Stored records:

────

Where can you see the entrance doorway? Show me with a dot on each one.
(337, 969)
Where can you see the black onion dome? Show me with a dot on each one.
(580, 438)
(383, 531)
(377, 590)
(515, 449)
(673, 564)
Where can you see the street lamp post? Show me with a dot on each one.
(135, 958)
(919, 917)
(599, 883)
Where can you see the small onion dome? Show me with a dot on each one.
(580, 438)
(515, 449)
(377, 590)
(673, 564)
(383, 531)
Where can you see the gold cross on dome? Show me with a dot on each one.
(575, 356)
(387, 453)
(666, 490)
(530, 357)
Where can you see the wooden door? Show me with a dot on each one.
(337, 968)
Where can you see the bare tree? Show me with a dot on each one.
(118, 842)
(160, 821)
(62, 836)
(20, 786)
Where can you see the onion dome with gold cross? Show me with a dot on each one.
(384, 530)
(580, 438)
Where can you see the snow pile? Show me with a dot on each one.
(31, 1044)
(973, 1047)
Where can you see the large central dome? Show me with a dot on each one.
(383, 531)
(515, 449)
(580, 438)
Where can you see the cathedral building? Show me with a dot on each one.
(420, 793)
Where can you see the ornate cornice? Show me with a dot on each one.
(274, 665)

────

What you should do:
Your task is to quote the listing above word for word.

Solution to this problem:
Where can you see the entrance doorway? Show me with a dot on each one.
(337, 969)
Where can you see the black onion dome? Show me with a dot on each one.
(580, 438)
(383, 531)
(377, 590)
(515, 449)
(673, 564)
Where can you see the street lamp post? Show me with a dot on each one.
(135, 958)
(919, 917)
(599, 883)
Where can you see the small onion dome? Show me with a dot on each one.
(580, 438)
(515, 449)
(377, 590)
(673, 564)
(383, 531)
Where can you see the gold cross on dome? Show me with a dot on each one.
(575, 356)
(387, 453)
(666, 490)
(530, 357)
Where can you see the wooden door? Show me with a dot on each one.
(337, 968)
Where can you see the bare tree? Show me with a dot on each one.
(118, 842)
(160, 821)
(62, 836)
(20, 786)
Where can you see the onion dome with gold cross? Show me with a dot on each one.
(384, 530)
(580, 438)
Where can you see the snow pile? Show me with a dot on each one.
(31, 1044)
(973, 1047)
Where can you see the large central dome? Show me with a dot on each one.
(383, 531)
(515, 449)
(580, 438)
Where can you see the cathedral building? Show me with a dot on each one.
(420, 793)
Where can you see the ornate cornice? Show me with a dot on each one.
(274, 665)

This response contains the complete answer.